▶ PROBLEM REQUIREMENTS
Without the images, print all the entries below exactly as given.

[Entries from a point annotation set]
---

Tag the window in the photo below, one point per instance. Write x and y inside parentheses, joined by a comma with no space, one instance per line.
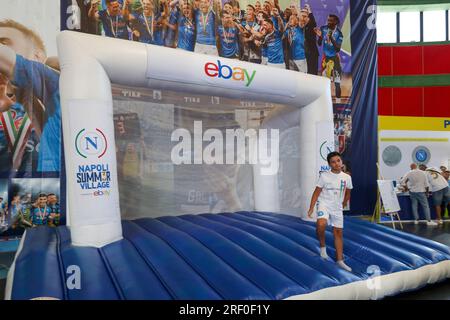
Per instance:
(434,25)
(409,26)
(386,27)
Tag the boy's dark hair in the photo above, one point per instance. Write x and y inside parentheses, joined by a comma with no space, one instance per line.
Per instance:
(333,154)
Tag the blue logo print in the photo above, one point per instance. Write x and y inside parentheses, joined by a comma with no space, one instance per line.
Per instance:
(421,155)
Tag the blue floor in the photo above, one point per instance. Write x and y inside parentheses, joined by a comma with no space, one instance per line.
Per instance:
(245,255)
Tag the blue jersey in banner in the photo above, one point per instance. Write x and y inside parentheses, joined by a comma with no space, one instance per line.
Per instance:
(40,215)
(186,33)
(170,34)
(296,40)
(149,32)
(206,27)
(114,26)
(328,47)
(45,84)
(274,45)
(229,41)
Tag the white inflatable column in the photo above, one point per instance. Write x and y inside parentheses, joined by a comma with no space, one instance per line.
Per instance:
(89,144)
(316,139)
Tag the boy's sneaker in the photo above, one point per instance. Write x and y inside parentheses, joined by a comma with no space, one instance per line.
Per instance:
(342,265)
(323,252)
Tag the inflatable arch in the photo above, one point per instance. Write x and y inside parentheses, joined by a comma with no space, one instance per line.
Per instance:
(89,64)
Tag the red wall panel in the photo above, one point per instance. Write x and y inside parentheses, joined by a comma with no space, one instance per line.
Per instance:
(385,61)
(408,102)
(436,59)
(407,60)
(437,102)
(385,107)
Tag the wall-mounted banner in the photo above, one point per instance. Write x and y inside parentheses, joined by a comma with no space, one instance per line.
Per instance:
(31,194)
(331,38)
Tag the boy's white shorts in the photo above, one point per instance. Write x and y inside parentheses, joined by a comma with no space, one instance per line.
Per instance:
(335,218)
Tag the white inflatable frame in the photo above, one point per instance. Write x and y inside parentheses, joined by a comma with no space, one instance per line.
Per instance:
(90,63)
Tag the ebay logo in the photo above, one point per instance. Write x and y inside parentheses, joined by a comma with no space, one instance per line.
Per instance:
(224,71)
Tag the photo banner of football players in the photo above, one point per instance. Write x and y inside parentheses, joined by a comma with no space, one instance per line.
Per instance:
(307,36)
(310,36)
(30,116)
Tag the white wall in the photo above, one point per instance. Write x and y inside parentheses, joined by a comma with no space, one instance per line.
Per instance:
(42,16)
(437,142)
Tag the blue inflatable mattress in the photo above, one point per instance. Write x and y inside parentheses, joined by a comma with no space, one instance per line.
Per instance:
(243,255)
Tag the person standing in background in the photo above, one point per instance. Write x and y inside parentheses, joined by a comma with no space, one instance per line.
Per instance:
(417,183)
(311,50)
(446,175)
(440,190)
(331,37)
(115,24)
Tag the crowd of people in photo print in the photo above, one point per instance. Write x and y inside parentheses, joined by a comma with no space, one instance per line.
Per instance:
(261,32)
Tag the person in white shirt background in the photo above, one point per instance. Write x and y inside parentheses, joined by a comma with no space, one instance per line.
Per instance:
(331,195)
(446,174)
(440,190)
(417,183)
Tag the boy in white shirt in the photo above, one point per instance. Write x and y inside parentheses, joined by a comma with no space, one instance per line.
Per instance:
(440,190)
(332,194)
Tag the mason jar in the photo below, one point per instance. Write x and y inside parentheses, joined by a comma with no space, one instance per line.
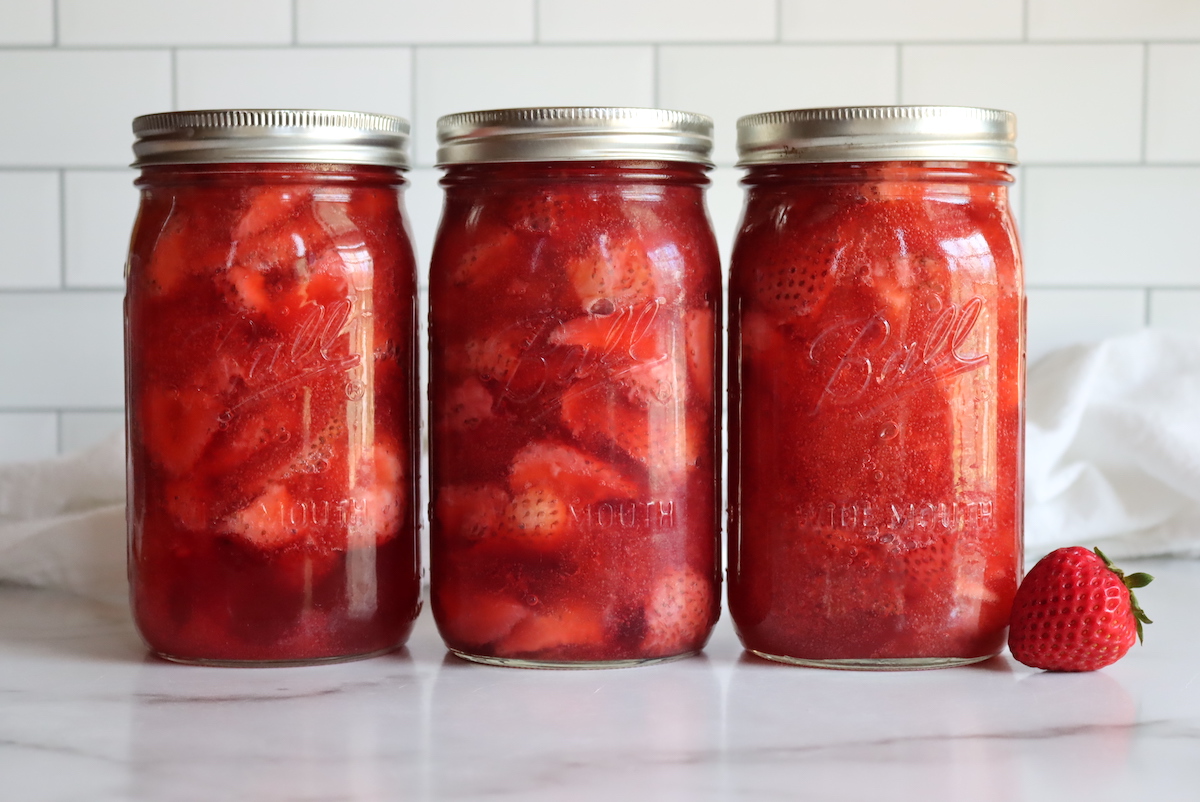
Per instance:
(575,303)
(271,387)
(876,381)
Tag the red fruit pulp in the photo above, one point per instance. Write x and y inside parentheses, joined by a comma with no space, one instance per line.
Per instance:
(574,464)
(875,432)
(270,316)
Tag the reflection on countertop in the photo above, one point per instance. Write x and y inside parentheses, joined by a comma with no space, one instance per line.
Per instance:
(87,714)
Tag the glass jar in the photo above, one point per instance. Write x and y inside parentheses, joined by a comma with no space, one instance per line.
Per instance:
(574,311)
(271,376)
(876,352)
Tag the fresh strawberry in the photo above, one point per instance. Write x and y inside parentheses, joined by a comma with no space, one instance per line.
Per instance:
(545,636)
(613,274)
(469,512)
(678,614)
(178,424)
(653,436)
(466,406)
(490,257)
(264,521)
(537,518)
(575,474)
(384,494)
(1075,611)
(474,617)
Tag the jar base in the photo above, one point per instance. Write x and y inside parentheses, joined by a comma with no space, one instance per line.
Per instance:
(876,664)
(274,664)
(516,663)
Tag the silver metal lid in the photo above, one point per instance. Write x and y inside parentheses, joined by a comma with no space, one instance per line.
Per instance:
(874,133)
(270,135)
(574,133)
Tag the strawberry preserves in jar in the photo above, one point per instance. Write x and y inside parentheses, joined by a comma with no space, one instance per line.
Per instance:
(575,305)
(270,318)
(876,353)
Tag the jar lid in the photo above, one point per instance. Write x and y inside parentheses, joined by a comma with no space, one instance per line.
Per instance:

---

▶ ANSWER TO THE TASK
Tag the window in the photo below, one point per instance. Write x and y inside parentheses, joined by a comma with no space, one instance per line.
Per instance:
(434,25)
(409,26)
(386,27)
Tag the boy's dark hair in the photo above, one point per instance. Write x and y inside parentheses, joined by a comma with no space, one instance per line.
Per instance:
(333,154)
Tag the blue logo print in the photo above, one point per instance. Write x and y inside parentheses, joined by a comma with no space, one instance per line.
Per instance:
(421,155)
Tag the blue floor in the photo above, one point per instance. Write x and y inside parentheses, joined by a comma with no space, one instance per line.
Per instance:
(245,255)
Tag the blue jersey in banner in the photo above, one point per instance. Write x and y inside parentheses, joined by a comma with no space, one instance per line.
Per instance:
(40,215)
(186,33)
(170,34)
(296,40)
(149,32)
(206,27)
(114,26)
(328,47)
(45,84)
(274,45)
(229,41)
Tag the white inflatable column in the photo above, one point per instance. Write x and y inside parentheses, joined by a comma with no space, one instance per line.
Per instance:
(89,144)
(316,139)
Tag the boy's sneaker in the photo above, one point per instance. Write x and y inside parentheses, joined by a comma with no space, one instance per line.
Per instance:
(342,265)
(323,252)
Tag the inflatable arch in the photo above, one point per instance. Write x and y inside parentheses, joined by a comma with no space, one instance per line.
Per instance:
(89,64)
Tag the red wall panel in the photo above, one point per instance. Write x and y inside parentheses, joined by a comma with no space, one instance per line.
Per instance:
(385,61)
(408,102)
(436,59)
(407,60)
(437,102)
(385,107)
Tag the wall-mounted banner in the photo above, one point per instance. Write x and y inside parentheses, joined by a comma with no space, one instance per line.
Per instance:
(31,194)
(331,38)
Tag the boy's white shorts in the photo above, one point per instance. Write x and y inside parentheses, joined by a comma with no space, one instance per line.
Per instance:
(335,218)
Tag the white inflatable frame in the photo above, one point per instance. Write x and y inside parentheses, joined by a comma with no space, one instance per line.
Per instance:
(90,63)
Tag the ebay logo in the photo above, one point per instance. Write x and y inside parentheses, joined by a comma with no space, one instance per line.
Per instance:
(224,71)
Tag the photo banner of football players in the photo above, one point per instance. Write x and y inside parentheses, joined by a comma with no space, one instance per line.
Per instance:
(307,36)
(310,36)
(30,116)
Tag the white wall in the photo above, one point per instance. Write x and y inside parentheses, joined by a comma with no space, one instance per line.
Per instance:
(42,16)
(437,142)
Tag the blue inflatable mattress in the photo above, one point per instance. Write x and y inside parentheses, joined by a comma with no space, one instance per line.
Per instance:
(243,255)
Tag the person standing in background in the photo above, one point per instance. Write x and y inside parentheses, joined by a comma with no space, one instance per line.
Per instance:
(417,183)
(311,50)
(446,175)
(440,190)
(331,37)
(115,24)
Tag the crowd of people in photo print in the photo above, one point per instance. Write x and y inside parentheses, joined by a comma with no space, one instance per line.
Per instance:
(261,32)
Tag the person in white shirt background in the photo above, one point per instance. Write x and y inside parentheses, joined by a comma with no space, one instance per line.
Per instance:
(331,195)
(446,174)
(440,190)
(417,183)
Tag the boy in white shirt in the photo above, one point per instance. Write x and y inside parentheses, joined by a comma with no space, one instance per line.
Per instance:
(440,190)
(332,194)
Tag the mason jar in the photo below, one point per instance. Write x and y inside parentheses, joined by a comma with no space, one instance per line.
Per instance:
(575,303)
(271,387)
(876,381)
Tag the red fruit pulp in the photo above, one point per instance. Write x and y inside parentheses, joined by a comma with no space, one instance per line.
Per instance:
(574,464)
(875,432)
(270,316)
Tag the reflection on countertop in the photo above, one point per instance. Write x and y inside parentheses, joined by a comma with no space, one instance per line.
Per instance:
(87,714)
Tag the glass jar in the photo above, one point per instance. Write x and y inside parentheses, joined by a comma with no space, one instance per line.
Per instance:
(574,311)
(271,376)
(876,352)
Tag the fresh strawberry in the photo above, one point per instance. Write x and y inside parentheses, joined by a comma with no space, one instance per line.
Per instance:
(545,636)
(613,274)
(469,512)
(678,614)
(178,424)
(653,436)
(466,406)
(490,257)
(264,521)
(537,518)
(575,474)
(384,494)
(1075,611)
(474,617)
Tag the jar base in the photo above, one point per instance. Write x and y inside parentheses, joined by a comma with no space, one instance per line.
Per instance:
(876,664)
(274,664)
(516,663)
Tag the silver metal lid in the photo above, one point per instance. Write x and y inside parentheses, joined by a comma with no space, one instance per line.
Per instance:
(874,133)
(270,135)
(574,133)
Tag the strawberry preserves in jar in the photo above, one point per instance. Write x and y inside parentheses, joined by a comma with no space, one instance per line.
Per instance:
(575,305)
(270,318)
(876,353)
Tag the jar lid in the photo above, one point per instance. Write x and y inside parentheses, joined by a comma with no space, one instance per line.
Per instance:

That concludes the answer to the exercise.